#### [ASSIGNMENT]
The answer must consist of each line of the records below that contains the string "table".
******************************
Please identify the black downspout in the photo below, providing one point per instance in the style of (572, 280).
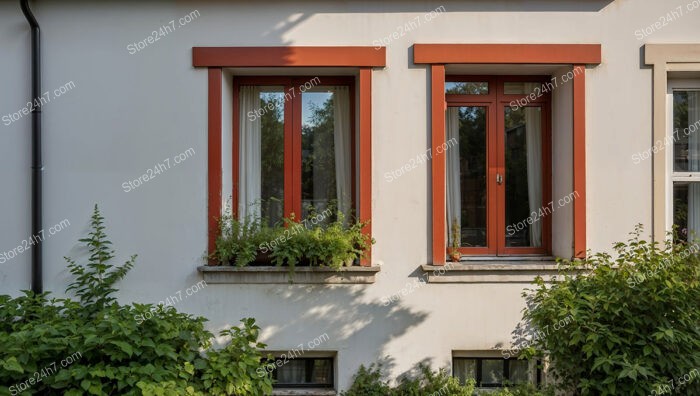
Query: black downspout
(37, 162)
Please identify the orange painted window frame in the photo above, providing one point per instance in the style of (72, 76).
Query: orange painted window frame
(292, 135)
(439, 55)
(496, 101)
(217, 58)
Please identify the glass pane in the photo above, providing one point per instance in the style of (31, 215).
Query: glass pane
(464, 369)
(261, 187)
(322, 371)
(466, 174)
(686, 131)
(518, 371)
(325, 152)
(312, 372)
(292, 372)
(467, 88)
(523, 146)
(491, 372)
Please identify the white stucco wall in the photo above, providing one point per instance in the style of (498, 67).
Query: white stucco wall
(130, 112)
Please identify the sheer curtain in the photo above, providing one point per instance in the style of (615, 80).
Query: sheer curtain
(533, 140)
(693, 166)
(341, 141)
(454, 195)
(249, 154)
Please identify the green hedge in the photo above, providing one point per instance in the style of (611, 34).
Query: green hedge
(636, 322)
(97, 346)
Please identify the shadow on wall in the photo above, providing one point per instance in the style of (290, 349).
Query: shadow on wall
(343, 313)
(401, 6)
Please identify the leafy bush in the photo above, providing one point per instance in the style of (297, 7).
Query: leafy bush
(99, 347)
(636, 319)
(426, 382)
(521, 390)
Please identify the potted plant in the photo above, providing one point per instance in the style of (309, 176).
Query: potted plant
(453, 250)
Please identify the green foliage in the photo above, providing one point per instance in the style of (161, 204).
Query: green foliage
(424, 382)
(521, 390)
(97, 346)
(94, 281)
(239, 241)
(636, 323)
(309, 242)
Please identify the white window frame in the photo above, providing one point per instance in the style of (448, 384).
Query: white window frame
(675, 85)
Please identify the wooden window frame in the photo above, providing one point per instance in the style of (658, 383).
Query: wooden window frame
(496, 101)
(309, 362)
(362, 59)
(292, 134)
(436, 56)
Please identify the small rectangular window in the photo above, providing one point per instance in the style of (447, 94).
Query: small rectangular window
(686, 163)
(467, 88)
(303, 373)
(494, 372)
(296, 142)
(497, 165)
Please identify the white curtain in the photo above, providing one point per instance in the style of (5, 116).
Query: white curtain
(533, 140)
(454, 195)
(341, 141)
(693, 165)
(250, 132)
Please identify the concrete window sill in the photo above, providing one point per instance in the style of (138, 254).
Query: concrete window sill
(492, 270)
(299, 392)
(302, 275)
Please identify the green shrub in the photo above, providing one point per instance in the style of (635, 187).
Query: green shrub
(99, 347)
(334, 244)
(426, 382)
(520, 390)
(636, 322)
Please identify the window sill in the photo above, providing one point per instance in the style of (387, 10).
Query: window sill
(492, 270)
(273, 274)
(298, 392)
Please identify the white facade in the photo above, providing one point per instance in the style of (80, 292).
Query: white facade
(127, 112)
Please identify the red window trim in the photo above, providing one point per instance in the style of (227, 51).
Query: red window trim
(292, 130)
(437, 55)
(363, 58)
(495, 101)
(289, 56)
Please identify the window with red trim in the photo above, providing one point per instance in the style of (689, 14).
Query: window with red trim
(294, 147)
(498, 164)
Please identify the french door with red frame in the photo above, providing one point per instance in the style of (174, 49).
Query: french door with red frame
(498, 164)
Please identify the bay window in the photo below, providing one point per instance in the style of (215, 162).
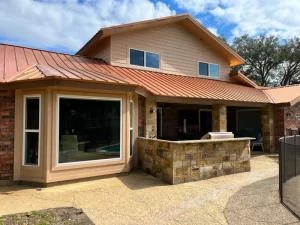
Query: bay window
(31, 130)
(88, 129)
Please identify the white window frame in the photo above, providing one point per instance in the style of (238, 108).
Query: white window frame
(160, 108)
(38, 96)
(208, 69)
(145, 59)
(131, 128)
(86, 97)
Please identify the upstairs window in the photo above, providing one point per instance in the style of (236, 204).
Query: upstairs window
(210, 70)
(144, 58)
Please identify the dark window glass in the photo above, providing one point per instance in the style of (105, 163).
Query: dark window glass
(203, 69)
(152, 60)
(31, 148)
(131, 142)
(89, 130)
(136, 57)
(32, 113)
(131, 114)
(131, 128)
(191, 117)
(159, 123)
(214, 70)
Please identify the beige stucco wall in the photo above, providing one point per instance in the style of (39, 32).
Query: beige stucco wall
(48, 171)
(179, 49)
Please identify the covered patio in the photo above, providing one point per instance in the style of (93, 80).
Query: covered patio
(182, 153)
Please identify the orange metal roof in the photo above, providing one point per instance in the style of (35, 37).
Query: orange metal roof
(25, 64)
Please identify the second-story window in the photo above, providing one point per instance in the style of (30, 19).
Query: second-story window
(208, 69)
(144, 58)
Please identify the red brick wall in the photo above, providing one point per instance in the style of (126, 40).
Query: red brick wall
(7, 118)
(141, 116)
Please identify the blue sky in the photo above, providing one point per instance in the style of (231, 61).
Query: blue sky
(65, 25)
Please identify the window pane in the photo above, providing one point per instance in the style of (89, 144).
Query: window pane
(32, 113)
(136, 57)
(131, 114)
(89, 130)
(152, 60)
(131, 142)
(213, 70)
(203, 69)
(31, 148)
(159, 123)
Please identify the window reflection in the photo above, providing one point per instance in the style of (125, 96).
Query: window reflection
(89, 129)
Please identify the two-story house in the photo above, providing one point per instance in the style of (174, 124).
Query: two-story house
(66, 117)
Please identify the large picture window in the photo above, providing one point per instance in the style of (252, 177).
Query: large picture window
(89, 129)
(31, 134)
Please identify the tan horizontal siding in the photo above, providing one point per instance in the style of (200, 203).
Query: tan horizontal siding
(179, 50)
(104, 51)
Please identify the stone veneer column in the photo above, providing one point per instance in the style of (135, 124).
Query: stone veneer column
(268, 128)
(219, 118)
(150, 118)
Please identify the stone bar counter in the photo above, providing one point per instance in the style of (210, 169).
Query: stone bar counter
(184, 161)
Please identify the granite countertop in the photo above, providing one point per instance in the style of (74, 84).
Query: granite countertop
(202, 141)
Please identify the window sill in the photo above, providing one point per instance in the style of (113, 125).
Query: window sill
(87, 164)
(208, 77)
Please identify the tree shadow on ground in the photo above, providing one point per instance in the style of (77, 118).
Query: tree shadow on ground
(258, 203)
(141, 180)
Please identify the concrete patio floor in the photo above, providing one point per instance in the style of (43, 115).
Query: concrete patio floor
(138, 198)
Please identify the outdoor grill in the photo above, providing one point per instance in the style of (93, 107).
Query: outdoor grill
(218, 135)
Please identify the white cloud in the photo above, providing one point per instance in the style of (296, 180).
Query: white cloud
(197, 6)
(213, 30)
(68, 24)
(251, 17)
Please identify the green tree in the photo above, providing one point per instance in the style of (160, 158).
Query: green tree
(289, 69)
(262, 56)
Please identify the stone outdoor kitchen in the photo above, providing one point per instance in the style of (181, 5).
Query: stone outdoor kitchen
(158, 95)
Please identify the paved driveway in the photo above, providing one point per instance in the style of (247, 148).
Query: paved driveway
(246, 198)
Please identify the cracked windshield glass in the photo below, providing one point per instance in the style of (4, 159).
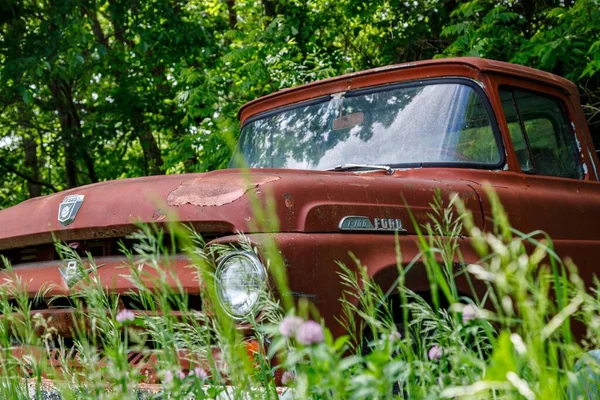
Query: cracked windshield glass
(416, 125)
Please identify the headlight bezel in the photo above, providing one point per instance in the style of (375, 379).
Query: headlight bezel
(258, 268)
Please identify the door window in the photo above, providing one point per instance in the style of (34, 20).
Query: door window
(542, 137)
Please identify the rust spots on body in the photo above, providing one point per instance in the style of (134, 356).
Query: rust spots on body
(289, 200)
(215, 191)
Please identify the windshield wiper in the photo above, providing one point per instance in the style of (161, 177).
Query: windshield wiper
(349, 167)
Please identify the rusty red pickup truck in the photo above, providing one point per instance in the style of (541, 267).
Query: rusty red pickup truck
(344, 160)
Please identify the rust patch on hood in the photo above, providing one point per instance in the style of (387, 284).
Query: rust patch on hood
(216, 191)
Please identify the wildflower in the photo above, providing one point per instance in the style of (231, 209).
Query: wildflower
(288, 378)
(518, 343)
(199, 373)
(435, 353)
(394, 336)
(125, 316)
(168, 377)
(289, 326)
(310, 333)
(470, 312)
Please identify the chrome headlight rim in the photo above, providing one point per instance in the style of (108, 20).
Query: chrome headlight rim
(222, 263)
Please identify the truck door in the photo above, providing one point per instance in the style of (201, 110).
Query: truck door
(554, 191)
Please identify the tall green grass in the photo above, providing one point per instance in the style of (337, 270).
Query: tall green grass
(512, 340)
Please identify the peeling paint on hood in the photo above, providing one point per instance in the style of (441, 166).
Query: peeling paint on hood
(209, 191)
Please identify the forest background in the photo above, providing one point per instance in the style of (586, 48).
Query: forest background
(99, 90)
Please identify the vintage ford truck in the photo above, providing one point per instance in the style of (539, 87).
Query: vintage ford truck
(344, 159)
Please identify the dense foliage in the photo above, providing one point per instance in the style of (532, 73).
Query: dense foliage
(93, 90)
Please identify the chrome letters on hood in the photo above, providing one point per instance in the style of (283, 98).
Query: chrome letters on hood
(361, 224)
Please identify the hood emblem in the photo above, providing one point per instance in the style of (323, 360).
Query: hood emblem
(355, 223)
(74, 271)
(67, 210)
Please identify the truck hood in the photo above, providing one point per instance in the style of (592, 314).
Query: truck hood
(221, 202)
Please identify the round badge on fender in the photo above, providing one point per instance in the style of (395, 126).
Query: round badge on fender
(67, 210)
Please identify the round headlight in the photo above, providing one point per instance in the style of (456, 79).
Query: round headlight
(240, 281)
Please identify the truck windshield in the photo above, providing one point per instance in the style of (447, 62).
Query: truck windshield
(424, 124)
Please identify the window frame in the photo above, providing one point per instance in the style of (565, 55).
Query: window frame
(567, 115)
(473, 84)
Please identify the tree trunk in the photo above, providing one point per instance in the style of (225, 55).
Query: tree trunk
(232, 13)
(71, 132)
(150, 147)
(32, 165)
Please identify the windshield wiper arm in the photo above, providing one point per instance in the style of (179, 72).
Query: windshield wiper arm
(348, 167)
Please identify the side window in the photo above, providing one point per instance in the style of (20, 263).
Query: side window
(543, 140)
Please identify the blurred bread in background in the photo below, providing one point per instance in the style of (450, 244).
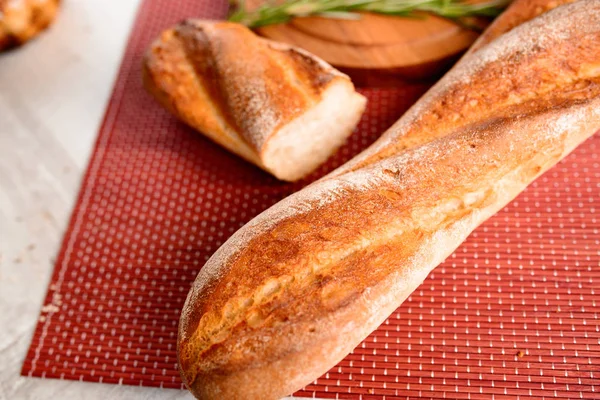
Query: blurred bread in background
(21, 20)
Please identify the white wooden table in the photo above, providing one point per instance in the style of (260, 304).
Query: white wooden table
******************************
#### [RESULT BELOW]
Please identify the white wooden table in the photo above, providing one point per instance in the style of (260, 304).
Query: white wooden table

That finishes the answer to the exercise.